→ WHAT YOU SHOULD DO:
The data must be returned in full and exactly as given.

→ ITEMS:
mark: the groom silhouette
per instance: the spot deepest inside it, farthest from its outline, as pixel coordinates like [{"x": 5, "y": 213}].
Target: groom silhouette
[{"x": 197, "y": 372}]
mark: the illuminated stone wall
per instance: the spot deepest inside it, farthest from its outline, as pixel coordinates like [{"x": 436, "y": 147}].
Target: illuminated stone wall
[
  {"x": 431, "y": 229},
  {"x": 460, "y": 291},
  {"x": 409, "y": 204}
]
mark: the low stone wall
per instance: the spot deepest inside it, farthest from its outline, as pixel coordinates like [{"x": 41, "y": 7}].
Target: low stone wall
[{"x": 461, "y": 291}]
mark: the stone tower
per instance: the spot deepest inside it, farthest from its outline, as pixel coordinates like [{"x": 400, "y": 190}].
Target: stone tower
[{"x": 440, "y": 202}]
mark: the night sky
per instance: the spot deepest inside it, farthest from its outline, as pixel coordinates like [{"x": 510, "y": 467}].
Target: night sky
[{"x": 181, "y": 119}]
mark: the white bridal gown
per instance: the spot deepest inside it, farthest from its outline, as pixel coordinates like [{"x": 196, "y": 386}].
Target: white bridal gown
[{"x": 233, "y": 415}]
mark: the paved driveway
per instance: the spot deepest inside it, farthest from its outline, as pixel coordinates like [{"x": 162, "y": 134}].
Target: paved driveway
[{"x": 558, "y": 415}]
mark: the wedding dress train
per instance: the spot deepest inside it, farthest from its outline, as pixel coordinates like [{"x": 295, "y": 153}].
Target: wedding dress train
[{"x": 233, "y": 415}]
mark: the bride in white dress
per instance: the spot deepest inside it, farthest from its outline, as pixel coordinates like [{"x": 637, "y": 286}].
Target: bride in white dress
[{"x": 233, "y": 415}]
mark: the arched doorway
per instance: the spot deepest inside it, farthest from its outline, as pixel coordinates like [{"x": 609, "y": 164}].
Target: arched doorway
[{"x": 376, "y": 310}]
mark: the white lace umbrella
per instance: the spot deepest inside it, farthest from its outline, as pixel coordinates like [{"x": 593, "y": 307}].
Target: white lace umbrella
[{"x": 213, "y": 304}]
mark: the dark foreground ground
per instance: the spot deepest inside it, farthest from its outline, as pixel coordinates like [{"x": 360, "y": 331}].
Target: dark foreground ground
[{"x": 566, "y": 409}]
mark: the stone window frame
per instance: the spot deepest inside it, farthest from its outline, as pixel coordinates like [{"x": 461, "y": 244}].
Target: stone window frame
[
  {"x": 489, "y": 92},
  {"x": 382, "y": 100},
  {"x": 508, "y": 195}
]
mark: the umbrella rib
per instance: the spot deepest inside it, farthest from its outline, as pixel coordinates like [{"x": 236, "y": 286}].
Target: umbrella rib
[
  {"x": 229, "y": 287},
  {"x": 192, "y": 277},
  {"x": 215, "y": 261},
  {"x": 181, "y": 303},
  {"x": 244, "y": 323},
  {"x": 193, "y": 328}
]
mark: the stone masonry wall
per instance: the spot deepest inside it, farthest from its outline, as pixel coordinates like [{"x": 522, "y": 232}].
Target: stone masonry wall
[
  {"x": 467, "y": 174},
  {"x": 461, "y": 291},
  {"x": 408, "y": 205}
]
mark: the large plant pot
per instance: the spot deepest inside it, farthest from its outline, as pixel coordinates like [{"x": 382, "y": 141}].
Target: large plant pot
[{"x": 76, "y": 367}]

→ RESULT FOR THIS EXERCISE:
mark: the groom silhouette
per instance: the spot deepest inside it, farthest from its outline, as pixel coordinates like [{"x": 5, "y": 213}].
Target: groom silhouette
[{"x": 197, "y": 372}]
mark: the illuminated stone wall
per instance: the spot deepest inside it, farthest from its outline, as pixel coordinates like [{"x": 436, "y": 147}].
Target: illuminated stone wall
[
  {"x": 431, "y": 229},
  {"x": 460, "y": 291},
  {"x": 409, "y": 204}
]
mark: the low stone wall
per instance: the spot deepest inside it, farthest from its outline, as pixel coordinates like [{"x": 41, "y": 7}].
Target: low stone wall
[{"x": 461, "y": 291}]
mark: the stone tower
per instance: the spot deepest inside it, farthest from its outline, as pixel coordinates like [{"x": 400, "y": 190}].
Target: stone tower
[{"x": 440, "y": 202}]
mark: the night sky
per instance: the spot deepest inside it, farthest from its outline, as pixel coordinates like [{"x": 510, "y": 467}].
Target: night sky
[{"x": 181, "y": 119}]
mark: the white bridal gown
per instance: the spot deepest inside it, farthest from its outline, as pixel coordinates like [{"x": 196, "y": 386}].
Target: white bridal gown
[{"x": 233, "y": 415}]
mark: the paved driveway
per instance: the spot deepest inside it, farthest from its outline, as pixel coordinates like [{"x": 162, "y": 134}].
Target: paved driveway
[{"x": 558, "y": 415}]
mark: the wedding dress train
per instance: the spot deepest inside it, farthest from its outline, as pixel coordinates like [{"x": 295, "y": 153}].
Target: wedding dress train
[{"x": 233, "y": 415}]
mark: the bride in white dress
per instance: the spot deepest inside it, farthest from its outline, as pixel coordinates like [{"x": 637, "y": 286}].
Target: bride in white dress
[{"x": 233, "y": 415}]
mark: the arched doorway
per instance: the spot deepest inside it, farthest from its outline, as pixel coordinates like [{"x": 609, "y": 164}].
Target: arched doorway
[{"x": 376, "y": 310}]
mark: the white lace umbrella
per instance: the spot deepest inside it, farthest from its outline, as pixel coordinates like [{"x": 593, "y": 307}].
Target: white lace umbrella
[{"x": 213, "y": 304}]
mark: the dark foreground ground
per instance: the spot deepest inside it, farthest from its outline, as pixel coordinates like [{"x": 360, "y": 331}].
Target: dark foreground ground
[{"x": 566, "y": 409}]
mark: the stone window frame
per instance: the spot deepest inside it, farthest from its outline, as pixel coordinates like [{"x": 461, "y": 244}].
Target: stone window frame
[
  {"x": 489, "y": 92},
  {"x": 382, "y": 100},
  {"x": 508, "y": 195}
]
mark: the umbrella rib
per instance: the spot deepest inside it, farthest from its outline, as pixel coordinates like [{"x": 236, "y": 286}].
Target: umbrella rib
[
  {"x": 229, "y": 287},
  {"x": 192, "y": 277},
  {"x": 215, "y": 261},
  {"x": 181, "y": 303},
  {"x": 244, "y": 323},
  {"x": 193, "y": 328}
]
mark: the stone masonry wall
per instance: the spot deepest inside it, farthest from its outline, as pixel coordinates like [{"x": 522, "y": 232}].
Target: stone masonry wall
[
  {"x": 467, "y": 174},
  {"x": 461, "y": 291},
  {"x": 408, "y": 205}
]
mark: the large plant pot
per instance: the spot deepest inside it, farthest from its outline, as pixel coordinates like [{"x": 382, "y": 141}].
Target: large plant pot
[{"x": 76, "y": 367}]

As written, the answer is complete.